### Stated goal
Locate every line in the data below that contains the word "rice" and copy each of those lines. Case matters.

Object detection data

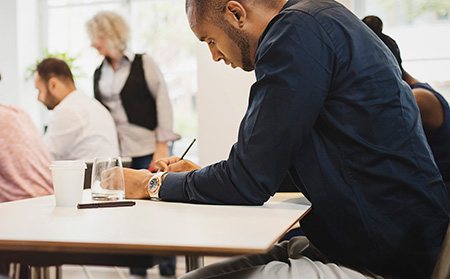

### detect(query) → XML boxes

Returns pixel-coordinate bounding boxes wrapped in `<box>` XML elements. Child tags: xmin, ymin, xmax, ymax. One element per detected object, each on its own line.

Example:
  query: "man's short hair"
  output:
<box><xmin>36</xmin><ymin>57</ymin><xmax>74</xmax><ymax>84</ymax></box>
<box><xmin>186</xmin><ymin>0</ymin><xmax>279</xmax><ymax>23</ymax></box>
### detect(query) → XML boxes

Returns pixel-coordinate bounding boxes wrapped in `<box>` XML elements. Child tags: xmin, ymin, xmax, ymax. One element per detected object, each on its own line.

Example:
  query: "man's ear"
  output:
<box><xmin>48</xmin><ymin>77</ymin><xmax>60</xmax><ymax>92</ymax></box>
<box><xmin>225</xmin><ymin>1</ymin><xmax>247</xmax><ymax>28</ymax></box>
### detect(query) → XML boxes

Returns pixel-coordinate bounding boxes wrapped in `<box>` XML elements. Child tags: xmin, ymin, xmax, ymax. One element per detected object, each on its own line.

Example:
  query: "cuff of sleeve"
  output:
<box><xmin>159</xmin><ymin>172</ymin><xmax>189</xmax><ymax>202</ymax></box>
<box><xmin>156</xmin><ymin>127</ymin><xmax>181</xmax><ymax>142</ymax></box>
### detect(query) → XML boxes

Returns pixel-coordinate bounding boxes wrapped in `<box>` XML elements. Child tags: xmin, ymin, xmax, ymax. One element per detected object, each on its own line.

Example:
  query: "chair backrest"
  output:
<box><xmin>431</xmin><ymin>225</ymin><xmax>450</xmax><ymax>279</ymax></box>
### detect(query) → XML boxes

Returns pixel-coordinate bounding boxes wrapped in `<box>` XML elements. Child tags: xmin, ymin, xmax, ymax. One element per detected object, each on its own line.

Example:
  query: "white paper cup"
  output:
<box><xmin>50</xmin><ymin>161</ymin><xmax>86</xmax><ymax>206</ymax></box>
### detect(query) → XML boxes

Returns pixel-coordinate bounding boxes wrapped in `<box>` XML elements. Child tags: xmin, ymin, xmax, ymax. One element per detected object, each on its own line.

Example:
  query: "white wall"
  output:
<box><xmin>197</xmin><ymin>43</ymin><xmax>255</xmax><ymax>166</ymax></box>
<box><xmin>0</xmin><ymin>0</ymin><xmax>19</xmax><ymax>105</ymax></box>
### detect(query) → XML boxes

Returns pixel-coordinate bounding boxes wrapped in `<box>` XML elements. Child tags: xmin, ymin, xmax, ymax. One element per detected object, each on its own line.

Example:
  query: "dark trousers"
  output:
<box><xmin>130</xmin><ymin>154</ymin><xmax>177</xmax><ymax>276</ymax></box>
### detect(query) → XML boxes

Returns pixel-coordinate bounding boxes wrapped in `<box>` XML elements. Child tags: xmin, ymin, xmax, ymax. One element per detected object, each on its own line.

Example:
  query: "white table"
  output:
<box><xmin>0</xmin><ymin>190</ymin><xmax>309</xmax><ymax>278</ymax></box>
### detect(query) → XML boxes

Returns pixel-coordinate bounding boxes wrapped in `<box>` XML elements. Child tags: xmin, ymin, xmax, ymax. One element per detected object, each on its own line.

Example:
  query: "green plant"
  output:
<box><xmin>25</xmin><ymin>49</ymin><xmax>85</xmax><ymax>80</ymax></box>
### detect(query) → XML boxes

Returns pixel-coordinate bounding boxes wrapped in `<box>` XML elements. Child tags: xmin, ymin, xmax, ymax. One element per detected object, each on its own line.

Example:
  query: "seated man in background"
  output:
<box><xmin>34</xmin><ymin>58</ymin><xmax>119</xmax><ymax>160</ymax></box>
<box><xmin>0</xmin><ymin>105</ymin><xmax>53</xmax><ymax>278</ymax></box>
<box><xmin>363</xmin><ymin>16</ymin><xmax>450</xmax><ymax>193</ymax></box>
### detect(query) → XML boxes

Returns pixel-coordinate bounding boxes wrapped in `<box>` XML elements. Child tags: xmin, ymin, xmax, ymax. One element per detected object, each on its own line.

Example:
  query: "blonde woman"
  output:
<box><xmin>86</xmin><ymin>11</ymin><xmax>180</xmax><ymax>276</ymax></box>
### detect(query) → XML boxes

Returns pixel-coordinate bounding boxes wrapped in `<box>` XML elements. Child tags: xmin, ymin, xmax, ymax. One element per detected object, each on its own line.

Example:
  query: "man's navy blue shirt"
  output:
<box><xmin>161</xmin><ymin>0</ymin><xmax>449</xmax><ymax>278</ymax></box>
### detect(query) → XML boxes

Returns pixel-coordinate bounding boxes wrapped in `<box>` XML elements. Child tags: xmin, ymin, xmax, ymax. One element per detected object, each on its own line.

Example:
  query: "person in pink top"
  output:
<box><xmin>0</xmin><ymin>105</ymin><xmax>53</xmax><ymax>202</ymax></box>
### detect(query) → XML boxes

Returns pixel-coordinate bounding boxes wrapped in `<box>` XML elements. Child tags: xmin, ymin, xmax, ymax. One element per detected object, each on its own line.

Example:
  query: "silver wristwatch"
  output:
<box><xmin>147</xmin><ymin>172</ymin><xmax>167</xmax><ymax>200</ymax></box>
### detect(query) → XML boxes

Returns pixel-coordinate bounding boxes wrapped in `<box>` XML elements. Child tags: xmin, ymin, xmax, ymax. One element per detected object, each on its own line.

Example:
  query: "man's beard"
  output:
<box><xmin>223</xmin><ymin>22</ymin><xmax>254</xmax><ymax>72</ymax></box>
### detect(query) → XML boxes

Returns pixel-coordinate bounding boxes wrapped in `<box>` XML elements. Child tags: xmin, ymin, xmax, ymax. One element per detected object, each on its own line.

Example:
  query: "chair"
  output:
<box><xmin>431</xmin><ymin>224</ymin><xmax>450</xmax><ymax>279</ymax></box>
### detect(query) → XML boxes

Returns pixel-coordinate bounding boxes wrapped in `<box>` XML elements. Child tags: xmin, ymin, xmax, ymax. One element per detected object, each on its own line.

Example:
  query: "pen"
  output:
<box><xmin>77</xmin><ymin>201</ymin><xmax>136</xmax><ymax>209</ymax></box>
<box><xmin>180</xmin><ymin>139</ymin><xmax>195</xmax><ymax>161</ymax></box>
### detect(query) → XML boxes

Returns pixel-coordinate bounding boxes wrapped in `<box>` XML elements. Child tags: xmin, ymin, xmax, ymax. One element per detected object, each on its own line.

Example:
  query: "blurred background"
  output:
<box><xmin>0</xmin><ymin>0</ymin><xmax>450</xmax><ymax>165</ymax></box>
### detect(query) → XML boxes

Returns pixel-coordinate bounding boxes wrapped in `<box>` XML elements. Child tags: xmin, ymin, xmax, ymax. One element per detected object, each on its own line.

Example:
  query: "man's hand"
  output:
<box><xmin>156</xmin><ymin>157</ymin><xmax>201</xmax><ymax>172</ymax></box>
<box><xmin>123</xmin><ymin>168</ymin><xmax>153</xmax><ymax>199</ymax></box>
<box><xmin>149</xmin><ymin>142</ymin><xmax>169</xmax><ymax>170</ymax></box>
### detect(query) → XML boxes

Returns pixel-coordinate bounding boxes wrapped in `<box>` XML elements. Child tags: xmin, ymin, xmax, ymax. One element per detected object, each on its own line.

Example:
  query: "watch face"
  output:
<box><xmin>148</xmin><ymin>177</ymin><xmax>159</xmax><ymax>193</ymax></box>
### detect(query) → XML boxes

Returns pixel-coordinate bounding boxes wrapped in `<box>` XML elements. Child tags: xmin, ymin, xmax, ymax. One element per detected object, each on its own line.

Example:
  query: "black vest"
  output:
<box><xmin>94</xmin><ymin>54</ymin><xmax>157</xmax><ymax>130</ymax></box>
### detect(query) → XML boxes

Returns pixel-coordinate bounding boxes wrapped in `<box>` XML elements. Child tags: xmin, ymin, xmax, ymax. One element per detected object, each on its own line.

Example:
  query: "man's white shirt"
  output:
<box><xmin>44</xmin><ymin>90</ymin><xmax>119</xmax><ymax>160</ymax></box>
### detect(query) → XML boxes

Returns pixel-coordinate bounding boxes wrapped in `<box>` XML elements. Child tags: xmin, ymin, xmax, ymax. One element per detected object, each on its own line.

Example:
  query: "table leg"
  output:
<box><xmin>9</xmin><ymin>263</ymin><xmax>20</xmax><ymax>279</ymax></box>
<box><xmin>29</xmin><ymin>266</ymin><xmax>50</xmax><ymax>279</ymax></box>
<box><xmin>186</xmin><ymin>256</ymin><xmax>204</xmax><ymax>272</ymax></box>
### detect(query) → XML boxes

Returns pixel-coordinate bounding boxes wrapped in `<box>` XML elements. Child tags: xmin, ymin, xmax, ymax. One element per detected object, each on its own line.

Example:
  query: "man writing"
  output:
<box><xmin>126</xmin><ymin>0</ymin><xmax>449</xmax><ymax>278</ymax></box>
<box><xmin>34</xmin><ymin>58</ymin><xmax>119</xmax><ymax>160</ymax></box>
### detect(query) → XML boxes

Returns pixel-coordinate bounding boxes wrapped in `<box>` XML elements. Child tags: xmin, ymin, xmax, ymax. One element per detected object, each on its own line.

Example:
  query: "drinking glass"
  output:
<box><xmin>91</xmin><ymin>157</ymin><xmax>125</xmax><ymax>201</ymax></box>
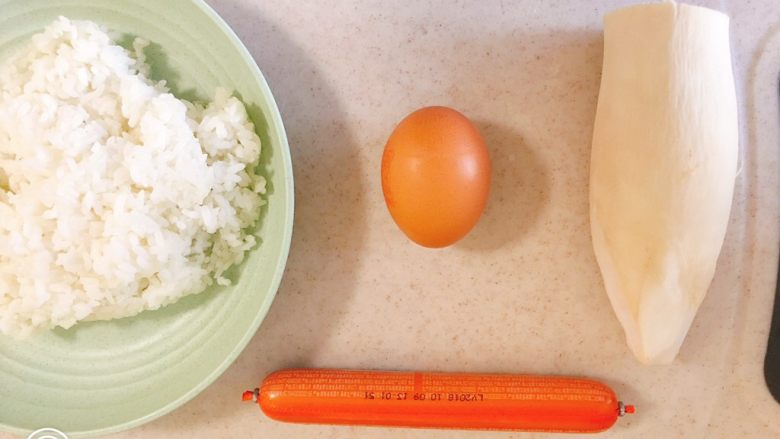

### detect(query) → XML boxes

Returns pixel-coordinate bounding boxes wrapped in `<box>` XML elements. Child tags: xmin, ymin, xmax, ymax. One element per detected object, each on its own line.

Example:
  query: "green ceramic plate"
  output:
<box><xmin>0</xmin><ymin>0</ymin><xmax>293</xmax><ymax>437</ymax></box>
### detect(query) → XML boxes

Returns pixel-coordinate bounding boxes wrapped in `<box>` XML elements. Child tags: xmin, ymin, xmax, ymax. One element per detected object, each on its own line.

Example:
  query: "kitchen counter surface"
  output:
<box><xmin>7</xmin><ymin>0</ymin><xmax>780</xmax><ymax>439</ymax></box>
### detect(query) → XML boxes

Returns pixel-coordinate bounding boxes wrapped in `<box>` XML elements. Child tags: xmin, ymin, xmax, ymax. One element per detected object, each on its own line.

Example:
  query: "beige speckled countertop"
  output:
<box><xmin>7</xmin><ymin>0</ymin><xmax>780</xmax><ymax>439</ymax></box>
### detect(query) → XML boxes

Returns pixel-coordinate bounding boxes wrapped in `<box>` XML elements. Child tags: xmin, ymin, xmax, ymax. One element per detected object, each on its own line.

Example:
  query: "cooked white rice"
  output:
<box><xmin>0</xmin><ymin>18</ymin><xmax>265</xmax><ymax>337</ymax></box>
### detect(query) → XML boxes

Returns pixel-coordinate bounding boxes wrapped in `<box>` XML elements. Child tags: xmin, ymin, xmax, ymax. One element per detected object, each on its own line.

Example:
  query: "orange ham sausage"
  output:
<box><xmin>244</xmin><ymin>369</ymin><xmax>634</xmax><ymax>433</ymax></box>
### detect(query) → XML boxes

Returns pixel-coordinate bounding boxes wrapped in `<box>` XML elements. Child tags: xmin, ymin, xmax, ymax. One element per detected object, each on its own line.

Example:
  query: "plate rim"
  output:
<box><xmin>0</xmin><ymin>0</ymin><xmax>295</xmax><ymax>438</ymax></box>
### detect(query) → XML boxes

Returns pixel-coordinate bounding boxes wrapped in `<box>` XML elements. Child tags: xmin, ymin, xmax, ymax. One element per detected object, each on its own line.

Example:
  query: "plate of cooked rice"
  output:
<box><xmin>0</xmin><ymin>0</ymin><xmax>293</xmax><ymax>437</ymax></box>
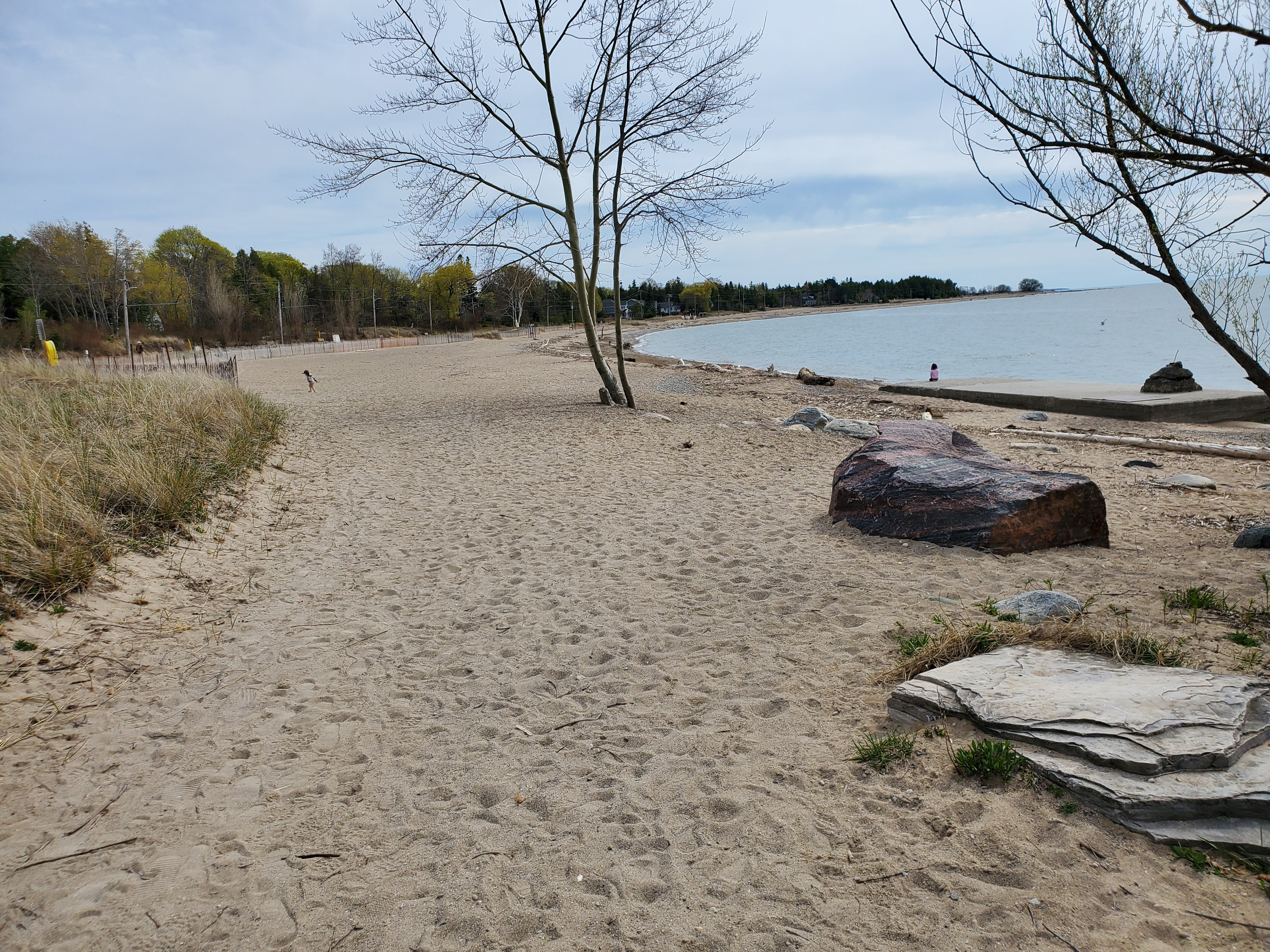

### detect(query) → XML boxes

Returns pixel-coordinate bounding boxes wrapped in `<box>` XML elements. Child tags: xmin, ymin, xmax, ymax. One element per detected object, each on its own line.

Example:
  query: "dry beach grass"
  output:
<box><xmin>0</xmin><ymin>338</ymin><xmax>1270</xmax><ymax>952</ymax></box>
<box><xmin>0</xmin><ymin>358</ymin><xmax>282</xmax><ymax>599</ymax></box>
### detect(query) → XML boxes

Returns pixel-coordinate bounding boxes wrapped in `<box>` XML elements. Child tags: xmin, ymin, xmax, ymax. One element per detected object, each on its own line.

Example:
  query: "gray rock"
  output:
<box><xmin>1234</xmin><ymin>525</ymin><xmax>1270</xmax><ymax>548</ymax></box>
<box><xmin>997</xmin><ymin>589</ymin><xmax>1084</xmax><ymax>625</ymax></box>
<box><xmin>824</xmin><ymin>418</ymin><xmax>878</xmax><ymax>439</ymax></box>
<box><xmin>1017</xmin><ymin>744</ymin><xmax>1270</xmax><ymax>832</ymax></box>
<box><xmin>1123</xmin><ymin>816</ymin><xmax>1270</xmax><ymax>853</ymax></box>
<box><xmin>888</xmin><ymin>645</ymin><xmax>1270</xmax><ymax>777</ymax></box>
<box><xmin>784</xmin><ymin>406</ymin><xmax>833</xmax><ymax>430</ymax></box>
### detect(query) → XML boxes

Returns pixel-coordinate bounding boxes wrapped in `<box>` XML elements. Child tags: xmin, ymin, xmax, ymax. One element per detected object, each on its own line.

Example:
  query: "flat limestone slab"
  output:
<box><xmin>880</xmin><ymin>377</ymin><xmax>1270</xmax><ymax>423</ymax></box>
<box><xmin>888</xmin><ymin>645</ymin><xmax>1270</xmax><ymax>781</ymax></box>
<box><xmin>1016</xmin><ymin>744</ymin><xmax>1270</xmax><ymax>825</ymax></box>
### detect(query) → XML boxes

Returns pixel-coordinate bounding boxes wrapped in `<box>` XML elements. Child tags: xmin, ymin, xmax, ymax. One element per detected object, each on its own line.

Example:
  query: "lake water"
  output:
<box><xmin>636</xmin><ymin>284</ymin><xmax>1254</xmax><ymax>390</ymax></box>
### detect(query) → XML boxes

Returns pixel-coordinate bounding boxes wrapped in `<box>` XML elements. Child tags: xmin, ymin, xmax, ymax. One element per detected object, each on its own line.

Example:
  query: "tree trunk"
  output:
<box><xmin>613</xmin><ymin>235</ymin><xmax>636</xmax><ymax>410</ymax></box>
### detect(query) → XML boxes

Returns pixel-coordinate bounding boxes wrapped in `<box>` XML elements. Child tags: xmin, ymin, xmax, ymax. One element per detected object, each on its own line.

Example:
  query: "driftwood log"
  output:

### Final answer
  query: "cooked white rice"
  query: "plate of cooked rice"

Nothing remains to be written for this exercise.